> **INSTRUCTIONS**:
a: Reproduce the passage of the excerpt on using `await` with arrays starting at "I have enjoyed" and ending at "do parallel calculations.".
b: In the excerpt on using `await` with arrays, what rule does the writer suggest for every `await` on an `Array`?
c: Continue the excerpt on using `await` with arrays, starting after its final sentence.

> **EXCERPT PROVIDED**:
::::
I have enjoyed using the `await` keyword tremendously in async code. One point I notice in using it is that it is ideal in terms of clarity and composability but limited in a sense to sequential composition. That is, I cannot easily use `await` (by itself) to do parallel calculations.

A few times, I have myself hit a bug where I return (without thinking) an Array of Promise only to find that none will resolve using `await` on the Array. I noticed others have similar bugs. [1,2] I frequently wind up wrapping them in one of two ways: a) occasionally a for loop that awaits each in sequence, but b) more often a `Promise.all`. I think the current `await` syntax makes every kind of sequential composition quite simple to read, write, and maintain, but the fact that we have to introduce `Promise.all` for each case of parallel (overlapping) execution seems to be a common cause of bugs and a minor aesthetic issue to me as well as perhaps maintenance. It occurs to me that for my cases, and indeed perhaps others, a useful rule would be that all `await` on `Array` behave as if the Array were wrapped in `Promise.all`.  Then we can have a nice parallel composition syntax built into the language with the keyword using Array and lists can become idiomatic and concise parallel composition operators. I feel like this could improve the readability, power, and real time responsiveness of the language without necessarily sacrificing quality nor clarity.
::::
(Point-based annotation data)
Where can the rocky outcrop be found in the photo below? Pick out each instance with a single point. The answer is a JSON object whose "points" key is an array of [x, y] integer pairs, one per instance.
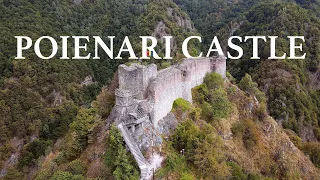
{"points": [[145, 97]]}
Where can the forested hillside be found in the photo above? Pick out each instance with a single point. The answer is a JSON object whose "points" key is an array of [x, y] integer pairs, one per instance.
{"points": [[52, 112]]}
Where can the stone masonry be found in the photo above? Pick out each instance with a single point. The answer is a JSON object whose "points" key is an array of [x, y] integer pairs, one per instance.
{"points": [[145, 96]]}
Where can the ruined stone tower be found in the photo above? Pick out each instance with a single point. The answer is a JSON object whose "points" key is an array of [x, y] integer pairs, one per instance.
{"points": [[145, 96]]}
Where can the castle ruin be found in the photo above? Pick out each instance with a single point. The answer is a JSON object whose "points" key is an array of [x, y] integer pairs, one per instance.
{"points": [[145, 96]]}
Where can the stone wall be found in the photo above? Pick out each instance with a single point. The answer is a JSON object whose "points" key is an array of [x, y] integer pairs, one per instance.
{"points": [[161, 88], [177, 81], [135, 78]]}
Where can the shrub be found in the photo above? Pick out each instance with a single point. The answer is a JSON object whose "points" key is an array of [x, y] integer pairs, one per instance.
{"points": [[260, 111], [238, 129], [316, 132], [184, 105], [76, 167], [61, 175], [214, 81], [251, 134], [236, 171], [118, 160], [313, 150]]}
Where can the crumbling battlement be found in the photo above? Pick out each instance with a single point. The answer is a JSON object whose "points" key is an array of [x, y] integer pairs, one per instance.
{"points": [[145, 97], [161, 88]]}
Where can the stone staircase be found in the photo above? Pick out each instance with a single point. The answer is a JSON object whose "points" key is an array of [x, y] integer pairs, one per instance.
{"points": [[135, 151]]}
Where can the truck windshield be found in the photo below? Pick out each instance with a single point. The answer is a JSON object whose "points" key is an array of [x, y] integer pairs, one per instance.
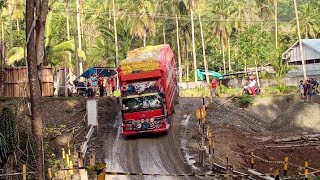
{"points": [[141, 103]]}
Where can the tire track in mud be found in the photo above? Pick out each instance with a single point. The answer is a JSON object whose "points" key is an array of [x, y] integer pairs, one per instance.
{"points": [[147, 153]]}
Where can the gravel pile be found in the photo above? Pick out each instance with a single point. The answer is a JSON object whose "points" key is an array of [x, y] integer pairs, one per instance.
{"points": [[299, 117]]}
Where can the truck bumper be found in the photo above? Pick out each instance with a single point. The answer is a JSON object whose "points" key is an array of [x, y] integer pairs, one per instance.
{"points": [[151, 131]]}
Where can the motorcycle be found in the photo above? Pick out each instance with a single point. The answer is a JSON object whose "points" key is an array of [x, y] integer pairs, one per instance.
::::
> **FINAL ANSWERS**:
a:
I have enjoyed using the `await` keyword tremendously in async code. One point I notice in using it is that it is ideal in terms of clarity and composability but limited in a sense to sequential composition. That is, I cannot easily use `await` (by itself) to do parallel calculations.

b: Every `await` on an `Array` should behave as if the Array were wrapped in `Promise.all`.

c:
await on an Array value v acts as await Promise.all(v)

Weighing against this idea seems to be the usual: operator tricks are unsearchable via keywords compared to `Promise.all`. So there is a style question however with the latest addition of the great new optional-chaining and pipeline ideas I thought it might be a good time to give this idea a try.

What does the group think about this await enhancement proposal?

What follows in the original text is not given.